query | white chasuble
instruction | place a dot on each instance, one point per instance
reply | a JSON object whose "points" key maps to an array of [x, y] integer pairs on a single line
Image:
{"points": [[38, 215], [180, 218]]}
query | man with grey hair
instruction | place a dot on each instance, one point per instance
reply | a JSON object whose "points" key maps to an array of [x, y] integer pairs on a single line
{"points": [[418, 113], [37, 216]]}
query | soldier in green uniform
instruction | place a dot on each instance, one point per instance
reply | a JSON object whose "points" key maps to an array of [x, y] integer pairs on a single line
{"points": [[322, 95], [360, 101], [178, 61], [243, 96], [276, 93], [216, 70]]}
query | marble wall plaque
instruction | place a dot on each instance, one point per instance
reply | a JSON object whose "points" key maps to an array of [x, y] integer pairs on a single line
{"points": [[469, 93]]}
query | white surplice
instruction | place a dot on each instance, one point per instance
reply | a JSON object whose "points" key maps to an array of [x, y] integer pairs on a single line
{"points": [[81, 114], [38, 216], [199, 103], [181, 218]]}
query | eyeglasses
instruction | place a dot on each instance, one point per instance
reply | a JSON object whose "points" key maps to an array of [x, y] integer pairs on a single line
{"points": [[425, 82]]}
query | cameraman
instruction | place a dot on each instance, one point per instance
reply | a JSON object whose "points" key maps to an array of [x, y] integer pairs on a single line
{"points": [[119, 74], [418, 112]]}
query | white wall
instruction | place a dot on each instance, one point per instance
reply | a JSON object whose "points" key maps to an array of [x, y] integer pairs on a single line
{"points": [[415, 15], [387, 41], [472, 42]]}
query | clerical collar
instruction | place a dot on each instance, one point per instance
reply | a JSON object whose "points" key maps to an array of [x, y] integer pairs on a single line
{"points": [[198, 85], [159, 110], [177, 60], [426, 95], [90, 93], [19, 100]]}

Set task:
Rewrite all of the material above, changing every occurrence of "place a dot" to "put a mark" and keeping everything else the same.

Result of the task:
query | white chasuble
instruction | put a mark on each instance, one point per instance
reply | a JSON object whose "points" key maps to an array of [x, y] integer pairs on a single line
Image:
{"points": [[38, 215], [180, 218]]}
query | man with grey hair
instruction | put a mark on each instance, one point per instance
reply | a JSON object whose "points" key maps to an array of [x, y] integer pairs on a single line
{"points": [[418, 113], [37, 216]]}
query | soldier in green uniform
instruction | put a mark on each instance, one point per instance
reply | a JSON object whose "points" key maps to an array of [x, y] integer pairs on a single line
{"points": [[322, 95], [360, 101], [178, 61], [243, 96], [276, 93], [216, 70]]}
query | marble wall plaque
instruction | put a mark on each instance, one point per instance
reply | a JSON object whose "points" key maps to an array of [x, y] integer pairs on a single line
{"points": [[469, 93]]}
query | white surplice
instruction | put a mark on each instance, one point per instance
reply | a JSON object whose "points" key maps to an array of [x, y] integer pairs on a single line
{"points": [[81, 114], [38, 216], [199, 103], [181, 218]]}
query | eyeglasses
instruction | put a mark on each instance, one point per instance
reply | a JSON object whose "points" key maps to an array of [x, y] integer pairs on a single line
{"points": [[425, 82]]}
query | cameraman
instruction | put a mark on each instance, one point per instance
reply | a JSON object whose "points" key maps to an array of [x, y] integer pairs on a single line
{"points": [[119, 74], [418, 112]]}
query | white wall
instruction | put a mark on each instance, one point per instance
reply | a JSON object whose "points" key maps to an array of [x, y] integer pairs on a single line
{"points": [[415, 15], [387, 41], [472, 42]]}
query | clerical collar
instruction | put a mark on each instance, one point per instance
reply | a JSON object whose "points" key maps to an array of [x, y] integer pairs on a single line
{"points": [[198, 85], [159, 110], [177, 60], [426, 95], [90, 93], [19, 100]]}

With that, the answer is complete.